Directive A -
Pull out every line of the listing that contains the string "instance". Matching is case-sensitive.

----- Supplied text

When it comes to leadership development, succession planning, leadership, and employee development, the federal government is at a severe crossroad. The federal government faces a crisis in human capital because of retirement of a large percentage of employees, conflicts in values between employees of different generational groups, and lack of strategic planning for acquiring and retaining qualified employees. The average age of a federal government employee is almost 48 years compared to an average age of 35 in private industry (Excellence in Government, 2007). Thirty percent of the full time employees are eligible for retirement, which means that at any moment the government is at risk of losing thirty percent of their most experienced and knowledgeable employees (US Office of Personnel Management Human Capital Survey 2006).
The result of these shifts in conjunction with increase technology and the evolution of new external challenges have created a need for new leaders and leadership approaches.
The Need for New Leadership Approaches
Improving government leadership is worthy of great significance. The book Creating Public Value (Moore, 1985) presents compelling evidence that the endeavor of administrative leadership in the public sector is to create public value just as the aim of managerial leadership in private industry is to create private value. In the past, organizing and controlling were the foci.
In the context outlined in Creating Public Value, managers must be leaders that are motivators and change agents in discovering and defining what is valuable to do. They become important innovators in changing what public organizations do, the culture in which work is done and how the work is done (Moore, 1985). Moore (1985) saw supervisory authority is an opening to empower and engage in the positive influences of leadership in a way that is servant in nature by serving the employees and the organization's values and mission.
Servant Leadership is a term coined by Robert Greenleaf (2002). It calls for leaders to be more pragmatic in their roles by leading others by being a servant first. The servant leader must work with flexibility in order to be responsive to the needs of those who benefit from their service (Pollard, 2006). They must also provide a fresh outlook based on their past experiences and contribute to their organization by meeting its demands in an earnest effort. Exhibiting such behavior definitely may have a positive impact on others; thus inspiring them to do more to help others.
The servant leader is "one who is a servant first" (Greenleaf, 2002). In most cases, they possess an exemplary amount of charisma. Charismatic leaders "are usually self-confident, dominating, strongly believe in moral correctness of their beliefs, and convey a vision to others, which needs the energy and commitments of followers" (Simonaitiene, Leonaviiene, Zvirdauskas, 2004). Even though one may eagerly claim that Adolf Hitler possessed the same characteristics, a major difference between the two types of leader is that Hitler had total control and the servant leader is caring and typically put the needs of others first. Moreover, this point of view is what sets a servant leader from a non-servant leader.
A servant leader not only serves as he or she leads, but also is supported by a mass of constituents who work similarly as hard to carry out major themes. To that end, they create a field of influence that stimulates the following:
Servant leaders not just act in the capacity of a true leader. They are also learners, mentors, motivators, and educators. They help foster relationships between organizations, especially in the public sector, and the community at large. These relationships, in return, become the foundation for building strong relationships both in governmental agencies and constituent services.

----------
----- Dataset extract

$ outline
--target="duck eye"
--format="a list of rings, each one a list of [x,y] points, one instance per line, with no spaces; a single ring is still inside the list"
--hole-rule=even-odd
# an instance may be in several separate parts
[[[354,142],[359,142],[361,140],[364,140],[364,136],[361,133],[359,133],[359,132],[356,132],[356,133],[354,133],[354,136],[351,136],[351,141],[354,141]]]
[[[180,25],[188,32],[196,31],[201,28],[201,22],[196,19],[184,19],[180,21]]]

----------

Directive B -
Translate this sentence from the passage on government leadership into Spanish: "The servant leader must work with flexibility in order to be responsive to the needs of those who benefit from their service (Pollard, 2006)."

Worked answer A -
--format="a list of rings, each one a list of [x,y] points, one instance per line, with no spaces; a single ring is still inside the list"
# an instance may be in several separate parts

Worked answer B -
El líder servidor debe trabajar con flexibilidad para responder a las necesidades de quienes se benefician de su servicio (Pollard, 2006).